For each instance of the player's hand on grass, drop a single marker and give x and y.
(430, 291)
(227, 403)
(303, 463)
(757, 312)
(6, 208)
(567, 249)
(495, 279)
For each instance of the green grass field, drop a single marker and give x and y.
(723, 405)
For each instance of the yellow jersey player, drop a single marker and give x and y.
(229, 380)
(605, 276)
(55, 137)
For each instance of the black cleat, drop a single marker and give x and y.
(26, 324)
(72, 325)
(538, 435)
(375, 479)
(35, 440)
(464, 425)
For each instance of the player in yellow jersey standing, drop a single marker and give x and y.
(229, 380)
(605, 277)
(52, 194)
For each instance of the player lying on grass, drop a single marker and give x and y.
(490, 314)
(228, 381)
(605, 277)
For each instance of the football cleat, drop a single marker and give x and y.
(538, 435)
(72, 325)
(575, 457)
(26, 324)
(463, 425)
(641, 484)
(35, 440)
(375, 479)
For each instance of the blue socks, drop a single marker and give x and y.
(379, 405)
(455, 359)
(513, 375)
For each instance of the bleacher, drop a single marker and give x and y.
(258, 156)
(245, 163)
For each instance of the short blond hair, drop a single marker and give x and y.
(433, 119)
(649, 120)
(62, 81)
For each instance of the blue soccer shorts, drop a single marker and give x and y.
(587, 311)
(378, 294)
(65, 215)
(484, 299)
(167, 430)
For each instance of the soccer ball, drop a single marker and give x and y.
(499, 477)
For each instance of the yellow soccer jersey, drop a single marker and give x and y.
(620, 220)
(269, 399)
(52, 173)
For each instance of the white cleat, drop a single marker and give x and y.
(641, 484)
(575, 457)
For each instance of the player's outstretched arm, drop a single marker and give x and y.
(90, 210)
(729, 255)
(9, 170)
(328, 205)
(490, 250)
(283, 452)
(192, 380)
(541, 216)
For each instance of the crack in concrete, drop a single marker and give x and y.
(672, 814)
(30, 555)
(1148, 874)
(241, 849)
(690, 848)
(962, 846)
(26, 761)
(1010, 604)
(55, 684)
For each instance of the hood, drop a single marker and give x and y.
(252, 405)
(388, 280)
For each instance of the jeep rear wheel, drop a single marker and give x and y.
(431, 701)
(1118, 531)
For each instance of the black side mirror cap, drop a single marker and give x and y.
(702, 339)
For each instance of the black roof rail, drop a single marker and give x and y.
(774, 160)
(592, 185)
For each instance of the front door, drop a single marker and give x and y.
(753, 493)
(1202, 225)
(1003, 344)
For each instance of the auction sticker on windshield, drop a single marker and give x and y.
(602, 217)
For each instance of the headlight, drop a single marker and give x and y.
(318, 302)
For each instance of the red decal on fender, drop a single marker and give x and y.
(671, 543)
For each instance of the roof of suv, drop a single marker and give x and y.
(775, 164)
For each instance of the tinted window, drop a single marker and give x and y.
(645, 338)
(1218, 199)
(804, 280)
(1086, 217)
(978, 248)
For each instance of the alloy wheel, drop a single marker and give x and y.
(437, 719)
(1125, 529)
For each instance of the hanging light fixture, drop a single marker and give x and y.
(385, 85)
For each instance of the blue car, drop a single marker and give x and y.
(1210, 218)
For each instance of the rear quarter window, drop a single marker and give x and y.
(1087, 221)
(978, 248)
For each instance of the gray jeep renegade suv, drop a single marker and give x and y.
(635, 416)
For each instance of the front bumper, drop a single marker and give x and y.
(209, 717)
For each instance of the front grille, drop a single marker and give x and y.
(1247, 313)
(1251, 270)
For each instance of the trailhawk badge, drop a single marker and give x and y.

::::::::

## EXERCISE
The lines above should be duplicated exactly.

## RESPONSE TO THIS EXERCISE
For each instance of the player's hand on grass, drop a single marker and give x and y.
(430, 291)
(227, 403)
(303, 463)
(757, 312)
(6, 208)
(567, 249)
(495, 279)
For each instance of the green grass field, drop a single marker and give x and y.
(723, 405)
For each instance of the yellow jersey player, drop a single marker and give x and y.
(229, 380)
(605, 276)
(55, 137)
For each instance of the black cleat, drop a single marker and give x and y.
(26, 324)
(72, 325)
(538, 435)
(375, 479)
(35, 440)
(464, 425)
For each instance of the player in yellow jersey standing, drop a single marker and give x and y.
(229, 380)
(605, 277)
(52, 194)
For each instance of the player lying on grass, drop a single marker and give x and y.
(490, 314)
(228, 381)
(605, 277)
For each instance of the football cleat, drop a single marker and give x and y.
(538, 435)
(72, 325)
(575, 457)
(26, 324)
(463, 425)
(641, 484)
(35, 440)
(375, 479)
For each instance of the blue socks, drop a single marker and give x and y.
(379, 405)
(455, 359)
(513, 375)
For each instance of the bleacher, drop a single marker and give x and y.
(258, 156)
(245, 163)
For each instance of the short blond hair, drop a single marker and give x and y.
(433, 119)
(649, 120)
(62, 81)
For each instance of the blue soccer shorts, drop a single marker and give x and y.
(587, 311)
(378, 294)
(65, 215)
(484, 299)
(167, 430)
For each instance of the soccer ball, drop a single marker and give x and y.
(499, 477)
For each instance of the yellow soccer jersey, drop a single marker and give x and y.
(620, 220)
(269, 399)
(52, 173)
For each instance of the white cleat, drop a single marker and give x and y.
(641, 484)
(575, 457)
For each instance of the player's outstretched arm, drop a single marker and give x and y.
(90, 210)
(729, 255)
(9, 170)
(328, 205)
(490, 250)
(283, 452)
(192, 380)
(541, 216)
For each instance of the crack in concrete, drop a single marker and give x and y.
(672, 814)
(30, 555)
(1148, 874)
(241, 849)
(690, 848)
(962, 846)
(26, 761)
(1010, 604)
(55, 684)
For each instance of the hood, drop a single marker and give x and y.
(252, 405)
(388, 280)
For each instance of the jeep rear wheel, drop a single marker and give x and y.
(431, 701)
(1118, 531)
For each instance of the black side mirror cap, drop a single marker and give x and y.
(702, 339)
For each instance of the black roof rail, drop a single marker and give x and y.
(774, 160)
(592, 185)
For each instance of the front door, drop a single marker and give x and y.
(753, 493)
(1202, 225)
(1003, 344)
For each instance of the auction sticker on windshield, drop a single marker and give x and y.
(602, 217)
For each instance of the headlight, drop a single marker and give x and y.
(318, 302)
For each instance of the red decal on fender, drop a single marker and give x and y.
(671, 543)
For each instance of the roof of suv, drop a single marker and give x and y.
(775, 164)
For each instance of the tinted window, drop a single marker and give x and y.
(645, 338)
(1218, 199)
(804, 280)
(1086, 217)
(978, 248)
For each instance of the alloy wheel, drop a single marker and give x and y.
(437, 719)
(1125, 529)
For each instance of the hanging light fixture, drop a single marker and give x and y.
(385, 85)
For each instance of the blue car, drop a single marker and give x and y.
(1210, 218)
For each instance of the rear quarter window, drop a single marker and give x and y.
(1087, 221)
(978, 248)
For each instance of the gray jeep renegade suv, drop a single marker and give x and y.
(635, 416)
For each instance of the front bumper, drop a single marker and give x and y.
(209, 717)
For each instance of the front grille, drop a single marker and give x and y.
(1247, 313)
(1251, 270)
For each instance of the trailhawk badge, drop a single marker and give x and y.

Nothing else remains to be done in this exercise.